- WHAT YOU HAVE TO DO -
Rewrite the rows below with every "polygon" changed to "outline", leaving everything else unchanged.

- SUPPLIED ENTRIES -
##############################
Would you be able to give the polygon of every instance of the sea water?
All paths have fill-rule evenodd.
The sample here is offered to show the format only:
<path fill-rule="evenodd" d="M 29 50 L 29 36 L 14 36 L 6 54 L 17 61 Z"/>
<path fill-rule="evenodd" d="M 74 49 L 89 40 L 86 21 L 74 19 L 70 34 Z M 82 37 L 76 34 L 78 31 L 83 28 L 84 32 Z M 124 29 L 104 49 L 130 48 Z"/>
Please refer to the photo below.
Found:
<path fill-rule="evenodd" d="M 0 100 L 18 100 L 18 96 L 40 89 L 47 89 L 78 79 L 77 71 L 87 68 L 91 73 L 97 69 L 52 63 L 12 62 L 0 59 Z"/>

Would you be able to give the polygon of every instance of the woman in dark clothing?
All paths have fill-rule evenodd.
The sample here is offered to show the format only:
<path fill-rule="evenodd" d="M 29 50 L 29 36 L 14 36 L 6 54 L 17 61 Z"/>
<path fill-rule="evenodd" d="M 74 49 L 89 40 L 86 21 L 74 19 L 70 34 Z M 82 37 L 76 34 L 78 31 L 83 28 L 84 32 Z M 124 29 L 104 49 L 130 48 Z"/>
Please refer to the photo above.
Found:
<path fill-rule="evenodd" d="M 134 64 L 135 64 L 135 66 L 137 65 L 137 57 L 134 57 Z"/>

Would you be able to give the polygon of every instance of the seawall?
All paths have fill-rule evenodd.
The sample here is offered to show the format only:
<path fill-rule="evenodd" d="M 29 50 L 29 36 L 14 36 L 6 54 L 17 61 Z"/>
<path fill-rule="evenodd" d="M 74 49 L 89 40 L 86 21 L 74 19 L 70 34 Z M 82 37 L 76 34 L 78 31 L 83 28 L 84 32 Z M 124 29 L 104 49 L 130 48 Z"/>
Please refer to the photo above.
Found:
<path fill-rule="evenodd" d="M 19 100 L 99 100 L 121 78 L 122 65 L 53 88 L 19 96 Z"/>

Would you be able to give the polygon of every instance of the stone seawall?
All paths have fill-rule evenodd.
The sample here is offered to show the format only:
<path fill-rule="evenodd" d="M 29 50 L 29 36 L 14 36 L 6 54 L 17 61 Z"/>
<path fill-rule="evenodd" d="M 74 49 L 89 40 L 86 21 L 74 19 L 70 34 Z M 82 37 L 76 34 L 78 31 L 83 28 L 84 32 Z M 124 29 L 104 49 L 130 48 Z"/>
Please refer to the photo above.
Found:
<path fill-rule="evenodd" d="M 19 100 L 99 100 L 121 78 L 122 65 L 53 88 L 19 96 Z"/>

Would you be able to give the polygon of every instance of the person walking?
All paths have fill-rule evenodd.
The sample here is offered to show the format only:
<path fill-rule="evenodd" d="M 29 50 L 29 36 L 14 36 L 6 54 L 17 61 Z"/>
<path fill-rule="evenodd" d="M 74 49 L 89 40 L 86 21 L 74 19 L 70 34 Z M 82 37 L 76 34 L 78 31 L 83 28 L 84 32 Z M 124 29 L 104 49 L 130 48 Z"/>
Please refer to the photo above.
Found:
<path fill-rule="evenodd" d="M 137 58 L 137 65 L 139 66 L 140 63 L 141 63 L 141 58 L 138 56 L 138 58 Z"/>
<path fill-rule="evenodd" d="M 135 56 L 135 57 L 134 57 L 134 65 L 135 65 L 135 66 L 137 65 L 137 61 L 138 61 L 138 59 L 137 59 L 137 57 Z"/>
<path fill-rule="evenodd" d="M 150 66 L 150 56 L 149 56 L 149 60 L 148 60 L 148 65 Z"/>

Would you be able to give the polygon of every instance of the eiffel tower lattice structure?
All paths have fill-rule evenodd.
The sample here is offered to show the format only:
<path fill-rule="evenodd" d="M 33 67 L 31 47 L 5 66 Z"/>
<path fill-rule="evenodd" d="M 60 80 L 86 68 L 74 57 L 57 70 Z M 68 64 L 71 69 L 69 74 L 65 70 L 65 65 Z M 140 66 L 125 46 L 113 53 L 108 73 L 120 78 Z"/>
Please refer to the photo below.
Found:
##############################
- RESPONSE FOR THIS EXERCISE -
Would you be able to give the outline of every instance of the sea water?
All paths have fill-rule evenodd.
The sample here is offered to show the format only:
<path fill-rule="evenodd" d="M 29 50 L 29 36 L 14 36 L 6 54 L 17 61 Z"/>
<path fill-rule="evenodd" d="M 74 49 L 89 40 L 86 21 L 74 19 L 70 34 Z M 82 37 L 76 34 L 78 31 L 83 28 L 84 32 Z M 124 29 L 104 49 L 130 48 Z"/>
Please refer to the photo below.
Found:
<path fill-rule="evenodd" d="M 0 100 L 18 100 L 18 96 L 40 89 L 47 89 L 78 79 L 77 71 L 87 68 L 91 73 L 97 69 L 52 63 L 12 62 L 0 59 Z"/>

Would you be able to give the outline of every instance of the woman in dark clothing?
All paths have fill-rule evenodd.
The sample here is offered to show the format only:
<path fill-rule="evenodd" d="M 29 50 L 29 36 L 14 36 L 6 54 L 17 61 Z"/>
<path fill-rule="evenodd" d="M 74 49 L 89 40 L 86 21 L 74 19 L 70 34 Z M 82 37 L 76 34 L 78 31 L 83 28 L 84 32 Z M 124 29 L 104 49 L 130 48 Z"/>
Please refer to the photo above.
Found:
<path fill-rule="evenodd" d="M 134 64 L 135 64 L 135 66 L 137 65 L 137 57 L 134 57 Z"/>

Would you be able to give the outline of every instance of the seawall?
All paths have fill-rule evenodd.
The sample here is offered to show the format only:
<path fill-rule="evenodd" d="M 29 50 L 29 36 L 14 36 L 6 54 L 17 61 Z"/>
<path fill-rule="evenodd" d="M 74 49 L 89 40 L 86 21 L 74 19 L 70 34 Z M 82 37 L 76 34 L 78 31 L 83 28 L 84 32 Z M 124 29 L 104 49 L 130 48 Z"/>
Please refer to the photo above.
Found:
<path fill-rule="evenodd" d="M 19 100 L 99 100 L 121 78 L 122 65 L 53 88 L 19 96 Z"/>

Would you be able to give the outline of every instance of the stone seawall?
All paths have fill-rule evenodd.
The sample here is offered to show the format only:
<path fill-rule="evenodd" d="M 29 50 L 29 36 L 14 36 L 6 54 L 17 61 Z"/>
<path fill-rule="evenodd" d="M 74 49 L 89 40 L 86 21 L 74 19 L 70 34 Z M 82 37 L 76 34 L 78 31 L 83 28 L 84 32 Z M 124 29 L 104 49 L 130 48 Z"/>
Please refer to the photo above.
Found:
<path fill-rule="evenodd" d="M 19 100 L 99 100 L 121 78 L 122 65 L 53 88 L 19 96 Z"/>

Would you be able to give the outline of every instance of the person walking?
All paths have fill-rule evenodd.
The sample here is offered to show the format only:
<path fill-rule="evenodd" d="M 29 50 L 29 36 L 14 36 L 6 54 L 17 61 Z"/>
<path fill-rule="evenodd" d="M 74 49 L 89 40 L 86 21 L 74 19 L 70 34 Z M 82 37 L 76 34 L 78 31 L 83 28 L 84 32 Z M 124 29 L 104 49 L 130 48 Z"/>
Please refer to the photo above.
Found:
<path fill-rule="evenodd" d="M 137 58 L 137 65 L 139 66 L 140 63 L 141 63 L 141 58 L 138 56 L 138 58 Z"/>
<path fill-rule="evenodd" d="M 135 56 L 135 57 L 134 57 L 134 65 L 135 65 L 135 66 L 137 65 L 137 61 L 138 61 L 138 59 L 137 59 L 137 57 Z"/>
<path fill-rule="evenodd" d="M 150 66 L 150 56 L 149 56 L 149 60 L 148 60 L 148 65 Z"/>

Would you be able to give the outline of every instance of the eiffel tower lattice structure?
All paths have fill-rule evenodd.
The sample here is offered to show the format only:
<path fill-rule="evenodd" d="M 33 67 L 31 47 L 5 66 Z"/>
<path fill-rule="evenodd" d="M 60 80 L 86 68 L 74 57 L 57 70 Z M 68 64 L 71 69 L 69 74 L 65 70 L 65 65 Z M 140 66 L 125 46 L 113 53 L 108 73 L 120 78 Z"/>
Please refer to the photo below.
Found:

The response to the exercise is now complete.